:: Problem requirements ::
Answer these questions using the bug report:
(a) In the out-of-memory error, how much memory did PyTorch try to allocate?
(b) What total capacity does that error give for GPU 0?
(c) Which flag was added to the launch command in the second attempt?

[Bug]: torch.cuda.OutOfMemoryError: HIP out of memory. When training embeddings #6460

elen07zz · 2023-01-07T06:12:12Z

Is there an existing issue for this?

I have searched the existing issues and checked the recent builds/commits

What happened?

Im trying to train a embedding but im getting this error.
Running webui with this setttings
python3 launch.py --precision full --no-half --opt-split-attention

100%|█████████████████████████████████████████| 616/616 [01:20<00:00, 7.67it/s]
0%| | 0/3000 [00:00<?, ?it/s]Traceback (most recent call last):
File "/home/user/stable-diffusion-webui/modules/textual_inversion/textual_inversion.py", line 395, in train_embedding
scaler.scale(loss).backward()
File "/home/user/stable-diffusion-webui/venv/lib/python3.10/site-packages/torch/_tensor.py", line 488, in backward
torch.autograd.backward(
File "/home/user/stable-diffusion-webui/venv/lib/python3.10/site-packages/torch/autograd/init.py", line 197, in backward
Variable._execution_engine.run_backward( # Calls into the C++ engine to run the backward pass
File "/home/user/stable-diffusion-webui/venv/lib/python3.10/site-packages/torch/autograd/function.py", line 267, in apply
return user_fn(self, *args)
File "/home/user/stable-diffusion-webui/venv/lib/python3.10/site-packages/torch/utils/checkpoint.py", line 157, in backward
torch.autograd.backward(outputs_with_grad, args_with_grad)
File "/home/user/stable-diffusion-webui/venv/lib/python3.10/site-packages/torch/autograd/init.py", line 197, in backward
Variable._execution_engine.run_backward( # Calls into the C++ engine to run the backward pass
torch.cuda.OutOfMemoryError: HIP out of memory. Tried to allocate 512.00 MiB (GPU 0; 9.98 GiB total capacity; 8.51 GiB already allocated; 742.00 MiB free; 9.13 GiB reserved in total by PyTorch) If reserved memory is >> allocated memory try setting max_split_size_mb to avoid fragmentation. See documentation for Memory Management and PYTORCH_HIP_ALLOC_CONF

Steps to reproduce the problem

Im getting this error when im run it using webui python3 launch.py --precision full --no-half --opt-split-attention
But if i run it using instead python3 launch.py --precision full --no-half --opt-split-attention --medvram
im receive this error Expected all tensors to be on the same device, but found at least two devices, cpu and cuda:0!

0%| | 0/3000 [00:00<?, ?it/s]Traceback (most recent call last):
File "/home/akairax/stable-diffusion-webui/modules/textual_inversion/textual_inversion.py", line 395, in train_embedding
scaler.scale(loss).backward()
File "/home/akairax/stable-diffusion-webui/venv/lib/python3.10/site-packages/torch/_tensor.py", line 488, in backward
torch.autograd.backward(
File "/home/akairax/stable-diffusion-webui/venv/lib/python3.10/site-packages/torch/autograd/init.py", line 197, in backward
Variable._execution_engine.run_backward( # Calls into the C++ engine to run the backward pass
RuntimeError: Expected all tensors to be on the same device, but found at least two devices, cuda:0 and cpu! (when checking argument for argument weight in method wrapper__native_layer_norm_backward)

:: Excerpted data ::
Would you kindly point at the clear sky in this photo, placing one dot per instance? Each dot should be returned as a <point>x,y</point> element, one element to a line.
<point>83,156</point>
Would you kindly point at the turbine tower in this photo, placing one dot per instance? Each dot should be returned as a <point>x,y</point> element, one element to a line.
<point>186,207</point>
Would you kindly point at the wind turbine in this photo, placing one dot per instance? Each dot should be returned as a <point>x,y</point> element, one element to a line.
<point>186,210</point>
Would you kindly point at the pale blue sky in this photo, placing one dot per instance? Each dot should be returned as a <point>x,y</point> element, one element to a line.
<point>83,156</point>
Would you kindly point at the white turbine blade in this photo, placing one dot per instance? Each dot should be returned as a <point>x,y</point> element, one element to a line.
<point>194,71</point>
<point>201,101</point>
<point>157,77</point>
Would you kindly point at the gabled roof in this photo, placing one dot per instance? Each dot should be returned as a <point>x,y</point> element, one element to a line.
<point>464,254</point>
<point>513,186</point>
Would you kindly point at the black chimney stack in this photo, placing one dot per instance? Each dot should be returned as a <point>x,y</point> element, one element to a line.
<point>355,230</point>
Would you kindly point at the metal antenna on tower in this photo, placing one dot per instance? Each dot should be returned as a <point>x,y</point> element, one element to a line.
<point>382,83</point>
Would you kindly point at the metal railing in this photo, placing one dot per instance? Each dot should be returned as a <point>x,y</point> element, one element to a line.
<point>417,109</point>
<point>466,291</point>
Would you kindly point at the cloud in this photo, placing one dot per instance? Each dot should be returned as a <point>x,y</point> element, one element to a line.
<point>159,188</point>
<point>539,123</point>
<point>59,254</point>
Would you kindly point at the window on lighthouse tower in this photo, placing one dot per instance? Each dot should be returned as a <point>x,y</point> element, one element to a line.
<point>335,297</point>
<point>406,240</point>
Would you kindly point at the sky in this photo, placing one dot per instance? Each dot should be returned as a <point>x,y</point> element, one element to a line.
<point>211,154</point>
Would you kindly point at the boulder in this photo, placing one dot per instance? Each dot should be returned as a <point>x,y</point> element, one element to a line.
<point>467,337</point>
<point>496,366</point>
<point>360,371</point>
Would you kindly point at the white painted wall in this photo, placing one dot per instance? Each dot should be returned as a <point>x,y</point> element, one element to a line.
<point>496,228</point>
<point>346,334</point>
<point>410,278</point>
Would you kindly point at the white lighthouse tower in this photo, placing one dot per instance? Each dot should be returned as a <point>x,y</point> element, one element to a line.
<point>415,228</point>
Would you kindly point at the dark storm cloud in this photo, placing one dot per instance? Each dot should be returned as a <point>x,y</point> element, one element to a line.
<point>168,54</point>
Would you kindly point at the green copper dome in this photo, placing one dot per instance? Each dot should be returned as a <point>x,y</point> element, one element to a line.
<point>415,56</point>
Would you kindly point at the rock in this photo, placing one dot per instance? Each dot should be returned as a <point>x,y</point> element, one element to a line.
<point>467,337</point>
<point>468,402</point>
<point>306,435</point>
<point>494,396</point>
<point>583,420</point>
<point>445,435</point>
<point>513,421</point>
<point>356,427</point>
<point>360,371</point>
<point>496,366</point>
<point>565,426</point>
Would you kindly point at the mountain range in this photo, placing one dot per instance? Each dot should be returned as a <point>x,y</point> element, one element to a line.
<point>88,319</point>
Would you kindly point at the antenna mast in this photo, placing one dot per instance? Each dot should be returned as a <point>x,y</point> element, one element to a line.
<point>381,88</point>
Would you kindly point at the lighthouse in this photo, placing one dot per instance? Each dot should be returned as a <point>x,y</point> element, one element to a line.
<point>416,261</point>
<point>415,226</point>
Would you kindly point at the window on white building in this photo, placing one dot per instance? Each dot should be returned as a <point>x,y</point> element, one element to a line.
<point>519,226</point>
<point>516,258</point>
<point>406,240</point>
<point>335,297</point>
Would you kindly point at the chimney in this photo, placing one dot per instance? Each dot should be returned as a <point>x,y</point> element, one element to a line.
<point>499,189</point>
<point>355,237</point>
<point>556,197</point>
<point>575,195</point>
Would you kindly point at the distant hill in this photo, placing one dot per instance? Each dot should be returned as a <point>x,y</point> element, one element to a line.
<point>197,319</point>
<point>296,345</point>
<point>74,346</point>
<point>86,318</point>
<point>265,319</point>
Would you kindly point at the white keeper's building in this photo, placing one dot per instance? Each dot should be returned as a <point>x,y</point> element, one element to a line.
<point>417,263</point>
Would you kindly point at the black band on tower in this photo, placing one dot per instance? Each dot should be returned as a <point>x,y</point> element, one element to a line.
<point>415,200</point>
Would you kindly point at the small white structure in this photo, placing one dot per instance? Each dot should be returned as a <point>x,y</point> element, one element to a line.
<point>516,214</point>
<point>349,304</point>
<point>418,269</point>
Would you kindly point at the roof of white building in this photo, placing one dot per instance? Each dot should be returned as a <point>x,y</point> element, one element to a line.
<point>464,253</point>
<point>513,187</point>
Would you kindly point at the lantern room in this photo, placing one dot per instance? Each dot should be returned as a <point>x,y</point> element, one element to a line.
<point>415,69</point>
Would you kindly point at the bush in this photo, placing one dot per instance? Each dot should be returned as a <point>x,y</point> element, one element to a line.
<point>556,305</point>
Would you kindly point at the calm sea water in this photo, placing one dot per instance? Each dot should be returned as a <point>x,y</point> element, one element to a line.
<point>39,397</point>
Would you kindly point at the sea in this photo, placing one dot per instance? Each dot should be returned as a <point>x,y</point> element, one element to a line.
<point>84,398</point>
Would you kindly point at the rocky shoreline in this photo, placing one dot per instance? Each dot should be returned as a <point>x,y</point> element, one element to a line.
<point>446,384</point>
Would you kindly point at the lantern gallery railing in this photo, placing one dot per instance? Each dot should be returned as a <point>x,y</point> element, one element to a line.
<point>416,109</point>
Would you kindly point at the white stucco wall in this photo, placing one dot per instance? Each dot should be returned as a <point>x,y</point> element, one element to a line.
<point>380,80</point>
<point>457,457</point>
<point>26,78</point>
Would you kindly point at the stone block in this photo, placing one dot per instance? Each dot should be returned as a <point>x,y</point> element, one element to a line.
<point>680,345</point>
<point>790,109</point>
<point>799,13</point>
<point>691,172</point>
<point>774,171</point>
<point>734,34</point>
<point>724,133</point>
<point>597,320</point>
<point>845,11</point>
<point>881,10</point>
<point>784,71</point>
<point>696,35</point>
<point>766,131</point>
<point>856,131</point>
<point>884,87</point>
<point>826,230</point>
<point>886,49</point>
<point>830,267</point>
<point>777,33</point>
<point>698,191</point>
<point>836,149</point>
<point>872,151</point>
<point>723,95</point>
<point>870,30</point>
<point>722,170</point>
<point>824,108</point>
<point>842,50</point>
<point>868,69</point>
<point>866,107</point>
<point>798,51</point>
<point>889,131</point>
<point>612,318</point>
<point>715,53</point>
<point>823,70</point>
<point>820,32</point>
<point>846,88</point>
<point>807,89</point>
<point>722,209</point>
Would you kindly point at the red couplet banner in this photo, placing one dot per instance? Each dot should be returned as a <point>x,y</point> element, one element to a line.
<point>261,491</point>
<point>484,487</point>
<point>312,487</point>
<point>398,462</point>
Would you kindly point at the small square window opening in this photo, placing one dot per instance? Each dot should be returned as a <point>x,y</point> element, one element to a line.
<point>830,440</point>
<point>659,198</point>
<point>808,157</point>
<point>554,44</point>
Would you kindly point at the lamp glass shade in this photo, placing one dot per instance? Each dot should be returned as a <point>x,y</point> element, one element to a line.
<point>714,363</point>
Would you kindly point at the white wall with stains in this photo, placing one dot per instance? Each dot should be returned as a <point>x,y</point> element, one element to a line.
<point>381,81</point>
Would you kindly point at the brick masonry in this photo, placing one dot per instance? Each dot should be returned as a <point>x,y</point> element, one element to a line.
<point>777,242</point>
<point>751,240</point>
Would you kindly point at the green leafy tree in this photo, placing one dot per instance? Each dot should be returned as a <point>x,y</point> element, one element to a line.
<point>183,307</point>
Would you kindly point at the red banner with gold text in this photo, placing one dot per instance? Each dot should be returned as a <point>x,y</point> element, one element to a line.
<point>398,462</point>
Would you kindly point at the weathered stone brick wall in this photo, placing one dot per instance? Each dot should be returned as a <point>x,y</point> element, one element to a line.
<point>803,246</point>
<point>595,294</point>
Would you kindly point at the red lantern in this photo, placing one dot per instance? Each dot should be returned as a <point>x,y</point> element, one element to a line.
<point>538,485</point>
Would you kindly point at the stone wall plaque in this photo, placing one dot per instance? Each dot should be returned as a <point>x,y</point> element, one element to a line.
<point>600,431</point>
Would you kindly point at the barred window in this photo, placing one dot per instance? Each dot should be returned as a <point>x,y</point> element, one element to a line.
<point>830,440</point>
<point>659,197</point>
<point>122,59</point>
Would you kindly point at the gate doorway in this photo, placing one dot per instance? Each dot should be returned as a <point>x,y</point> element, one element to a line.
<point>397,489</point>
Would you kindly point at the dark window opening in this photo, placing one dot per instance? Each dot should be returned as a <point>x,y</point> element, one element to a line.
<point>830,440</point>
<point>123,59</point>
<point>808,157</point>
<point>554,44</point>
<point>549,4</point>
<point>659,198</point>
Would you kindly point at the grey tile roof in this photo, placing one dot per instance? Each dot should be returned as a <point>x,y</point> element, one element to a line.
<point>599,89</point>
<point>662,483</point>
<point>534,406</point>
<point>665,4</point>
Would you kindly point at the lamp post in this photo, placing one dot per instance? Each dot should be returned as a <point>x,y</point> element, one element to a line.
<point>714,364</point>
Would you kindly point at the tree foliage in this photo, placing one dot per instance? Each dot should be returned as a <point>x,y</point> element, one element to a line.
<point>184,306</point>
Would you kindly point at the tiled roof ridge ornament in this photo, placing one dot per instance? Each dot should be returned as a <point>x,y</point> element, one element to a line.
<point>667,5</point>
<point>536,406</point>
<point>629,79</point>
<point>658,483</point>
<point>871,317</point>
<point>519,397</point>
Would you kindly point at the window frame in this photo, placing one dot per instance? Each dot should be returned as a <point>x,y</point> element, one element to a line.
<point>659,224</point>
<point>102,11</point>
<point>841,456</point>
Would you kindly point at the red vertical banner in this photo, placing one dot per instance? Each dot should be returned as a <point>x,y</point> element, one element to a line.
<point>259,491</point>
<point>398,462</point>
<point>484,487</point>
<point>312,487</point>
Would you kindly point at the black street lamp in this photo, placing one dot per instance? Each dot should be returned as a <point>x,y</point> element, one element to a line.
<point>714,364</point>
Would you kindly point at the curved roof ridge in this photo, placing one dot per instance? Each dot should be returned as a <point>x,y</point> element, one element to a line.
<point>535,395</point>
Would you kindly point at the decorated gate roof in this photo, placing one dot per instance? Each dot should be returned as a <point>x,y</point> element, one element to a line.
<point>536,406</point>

--

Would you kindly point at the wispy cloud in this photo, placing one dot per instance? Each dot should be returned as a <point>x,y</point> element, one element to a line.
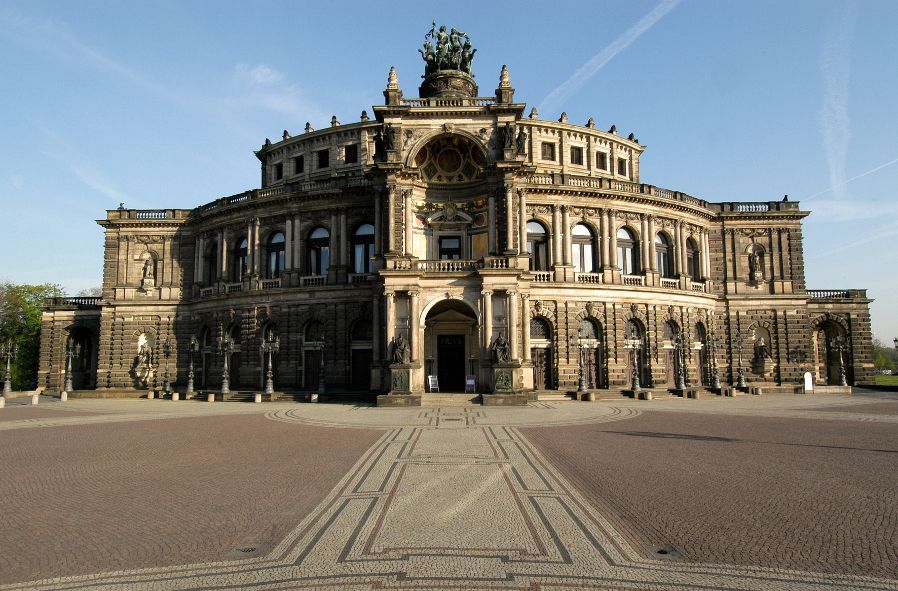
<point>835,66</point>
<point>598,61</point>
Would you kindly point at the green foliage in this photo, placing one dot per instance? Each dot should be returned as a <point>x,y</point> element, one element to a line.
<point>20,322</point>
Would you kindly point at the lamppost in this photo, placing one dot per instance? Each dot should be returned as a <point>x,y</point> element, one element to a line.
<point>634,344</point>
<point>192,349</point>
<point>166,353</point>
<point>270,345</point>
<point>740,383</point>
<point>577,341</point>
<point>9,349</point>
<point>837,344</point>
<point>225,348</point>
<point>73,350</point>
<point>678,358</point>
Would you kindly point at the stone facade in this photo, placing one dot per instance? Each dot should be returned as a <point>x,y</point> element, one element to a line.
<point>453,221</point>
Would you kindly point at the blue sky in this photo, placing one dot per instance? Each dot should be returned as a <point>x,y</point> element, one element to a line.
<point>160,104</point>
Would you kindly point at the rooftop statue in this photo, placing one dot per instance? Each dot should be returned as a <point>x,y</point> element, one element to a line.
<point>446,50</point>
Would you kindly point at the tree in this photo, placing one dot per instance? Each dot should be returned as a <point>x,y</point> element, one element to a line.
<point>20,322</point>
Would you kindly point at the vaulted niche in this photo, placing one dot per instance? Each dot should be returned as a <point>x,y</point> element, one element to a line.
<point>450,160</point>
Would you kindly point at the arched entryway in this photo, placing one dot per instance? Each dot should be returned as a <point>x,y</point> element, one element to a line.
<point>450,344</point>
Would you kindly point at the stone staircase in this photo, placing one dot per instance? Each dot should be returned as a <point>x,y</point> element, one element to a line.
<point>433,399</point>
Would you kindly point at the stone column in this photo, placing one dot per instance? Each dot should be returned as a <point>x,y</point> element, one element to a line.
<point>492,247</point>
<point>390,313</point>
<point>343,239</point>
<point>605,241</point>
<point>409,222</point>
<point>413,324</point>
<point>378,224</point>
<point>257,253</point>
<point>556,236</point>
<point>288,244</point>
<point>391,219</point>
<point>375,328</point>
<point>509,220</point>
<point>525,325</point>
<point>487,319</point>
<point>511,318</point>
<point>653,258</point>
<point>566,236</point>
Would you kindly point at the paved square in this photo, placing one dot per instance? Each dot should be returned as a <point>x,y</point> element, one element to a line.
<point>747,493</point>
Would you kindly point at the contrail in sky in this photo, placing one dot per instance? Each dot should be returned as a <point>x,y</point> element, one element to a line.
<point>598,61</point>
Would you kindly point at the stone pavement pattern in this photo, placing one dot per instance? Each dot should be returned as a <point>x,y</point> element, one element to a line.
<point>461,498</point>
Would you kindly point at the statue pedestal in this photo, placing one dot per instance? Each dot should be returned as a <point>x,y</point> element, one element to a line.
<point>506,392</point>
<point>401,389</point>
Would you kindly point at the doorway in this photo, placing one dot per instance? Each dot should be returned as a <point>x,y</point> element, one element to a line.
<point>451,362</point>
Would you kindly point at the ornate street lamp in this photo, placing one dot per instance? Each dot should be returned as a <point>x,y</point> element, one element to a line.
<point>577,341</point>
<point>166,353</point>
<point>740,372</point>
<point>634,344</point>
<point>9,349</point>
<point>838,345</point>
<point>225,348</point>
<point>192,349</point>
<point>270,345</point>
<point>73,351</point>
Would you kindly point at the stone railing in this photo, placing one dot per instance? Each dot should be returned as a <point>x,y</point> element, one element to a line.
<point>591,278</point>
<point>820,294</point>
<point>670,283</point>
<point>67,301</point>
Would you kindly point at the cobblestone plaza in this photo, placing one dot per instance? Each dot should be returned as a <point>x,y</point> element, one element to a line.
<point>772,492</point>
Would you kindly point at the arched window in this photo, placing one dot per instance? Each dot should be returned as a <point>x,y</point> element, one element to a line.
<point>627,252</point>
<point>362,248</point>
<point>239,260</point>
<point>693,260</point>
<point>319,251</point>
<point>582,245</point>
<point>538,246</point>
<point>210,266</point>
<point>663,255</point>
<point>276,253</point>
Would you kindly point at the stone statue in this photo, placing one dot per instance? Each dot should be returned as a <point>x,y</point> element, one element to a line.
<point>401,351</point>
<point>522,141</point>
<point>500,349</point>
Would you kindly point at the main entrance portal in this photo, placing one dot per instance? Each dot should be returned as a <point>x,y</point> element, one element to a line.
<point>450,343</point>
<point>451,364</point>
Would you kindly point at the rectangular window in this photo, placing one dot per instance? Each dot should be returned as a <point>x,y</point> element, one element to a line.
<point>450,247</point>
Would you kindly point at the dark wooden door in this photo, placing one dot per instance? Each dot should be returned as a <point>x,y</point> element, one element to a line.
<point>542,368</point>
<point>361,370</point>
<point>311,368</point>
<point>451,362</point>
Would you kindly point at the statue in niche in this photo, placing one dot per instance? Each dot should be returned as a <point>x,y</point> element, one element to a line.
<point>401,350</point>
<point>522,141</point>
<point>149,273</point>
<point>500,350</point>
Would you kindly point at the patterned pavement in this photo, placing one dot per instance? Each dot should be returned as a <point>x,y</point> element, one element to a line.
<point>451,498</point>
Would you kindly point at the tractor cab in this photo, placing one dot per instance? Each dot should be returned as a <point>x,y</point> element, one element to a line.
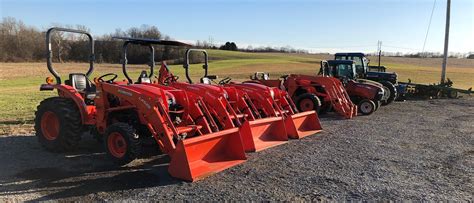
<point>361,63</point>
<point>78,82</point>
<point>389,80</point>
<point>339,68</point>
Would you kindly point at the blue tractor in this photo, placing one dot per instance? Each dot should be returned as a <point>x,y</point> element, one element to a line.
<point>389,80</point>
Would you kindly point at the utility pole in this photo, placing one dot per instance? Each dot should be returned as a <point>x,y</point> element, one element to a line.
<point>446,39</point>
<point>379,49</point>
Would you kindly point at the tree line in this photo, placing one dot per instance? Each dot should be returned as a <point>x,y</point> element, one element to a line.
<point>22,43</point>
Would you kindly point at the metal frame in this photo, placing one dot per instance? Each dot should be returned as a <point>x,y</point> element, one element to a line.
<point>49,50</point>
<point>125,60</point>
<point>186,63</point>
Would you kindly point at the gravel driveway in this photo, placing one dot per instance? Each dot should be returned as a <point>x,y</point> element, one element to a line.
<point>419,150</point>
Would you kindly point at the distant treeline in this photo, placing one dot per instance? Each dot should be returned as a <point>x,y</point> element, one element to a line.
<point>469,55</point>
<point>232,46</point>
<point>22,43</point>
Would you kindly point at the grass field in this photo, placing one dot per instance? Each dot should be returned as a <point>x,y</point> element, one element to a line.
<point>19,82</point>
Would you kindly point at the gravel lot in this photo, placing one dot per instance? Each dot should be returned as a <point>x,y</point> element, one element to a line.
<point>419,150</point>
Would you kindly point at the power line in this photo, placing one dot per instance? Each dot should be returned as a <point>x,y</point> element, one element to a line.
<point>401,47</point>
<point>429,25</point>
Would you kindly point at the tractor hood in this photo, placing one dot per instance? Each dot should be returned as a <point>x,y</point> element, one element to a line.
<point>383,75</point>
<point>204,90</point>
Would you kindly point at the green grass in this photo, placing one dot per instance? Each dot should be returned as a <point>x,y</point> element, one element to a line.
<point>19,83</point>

--

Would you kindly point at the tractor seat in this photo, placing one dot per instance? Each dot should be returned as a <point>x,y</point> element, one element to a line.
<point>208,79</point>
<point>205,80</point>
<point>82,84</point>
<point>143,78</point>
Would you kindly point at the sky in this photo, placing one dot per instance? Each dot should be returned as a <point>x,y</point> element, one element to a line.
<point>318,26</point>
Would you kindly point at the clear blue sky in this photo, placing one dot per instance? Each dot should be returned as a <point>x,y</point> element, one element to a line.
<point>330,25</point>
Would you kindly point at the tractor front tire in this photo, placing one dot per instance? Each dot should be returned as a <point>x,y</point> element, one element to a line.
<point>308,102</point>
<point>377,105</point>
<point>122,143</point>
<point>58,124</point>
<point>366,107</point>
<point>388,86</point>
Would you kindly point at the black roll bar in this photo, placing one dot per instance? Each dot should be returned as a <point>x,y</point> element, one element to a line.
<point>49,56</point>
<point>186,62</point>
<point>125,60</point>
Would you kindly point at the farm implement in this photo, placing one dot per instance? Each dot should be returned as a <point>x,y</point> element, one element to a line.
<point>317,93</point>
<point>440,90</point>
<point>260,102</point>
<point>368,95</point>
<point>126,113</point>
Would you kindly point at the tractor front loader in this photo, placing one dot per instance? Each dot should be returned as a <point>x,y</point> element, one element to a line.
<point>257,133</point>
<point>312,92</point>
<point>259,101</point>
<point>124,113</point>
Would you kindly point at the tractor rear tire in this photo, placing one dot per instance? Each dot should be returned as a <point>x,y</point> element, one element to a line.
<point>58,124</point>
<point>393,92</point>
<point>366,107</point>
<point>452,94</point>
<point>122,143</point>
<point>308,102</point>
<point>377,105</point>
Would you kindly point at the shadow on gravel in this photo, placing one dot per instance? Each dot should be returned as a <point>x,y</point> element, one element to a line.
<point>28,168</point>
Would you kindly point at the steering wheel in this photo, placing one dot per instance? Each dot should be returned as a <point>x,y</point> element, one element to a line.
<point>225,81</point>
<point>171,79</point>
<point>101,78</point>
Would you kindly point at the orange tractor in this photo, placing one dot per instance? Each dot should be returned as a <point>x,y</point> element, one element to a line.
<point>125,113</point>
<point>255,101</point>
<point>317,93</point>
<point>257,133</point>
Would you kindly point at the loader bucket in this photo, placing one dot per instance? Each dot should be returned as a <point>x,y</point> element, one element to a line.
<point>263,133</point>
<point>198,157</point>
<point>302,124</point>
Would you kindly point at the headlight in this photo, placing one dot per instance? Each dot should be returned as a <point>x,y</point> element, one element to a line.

:: Result of this task ::
(a) 512.00 MiB
(b) 9.98 GiB
(c) --medvram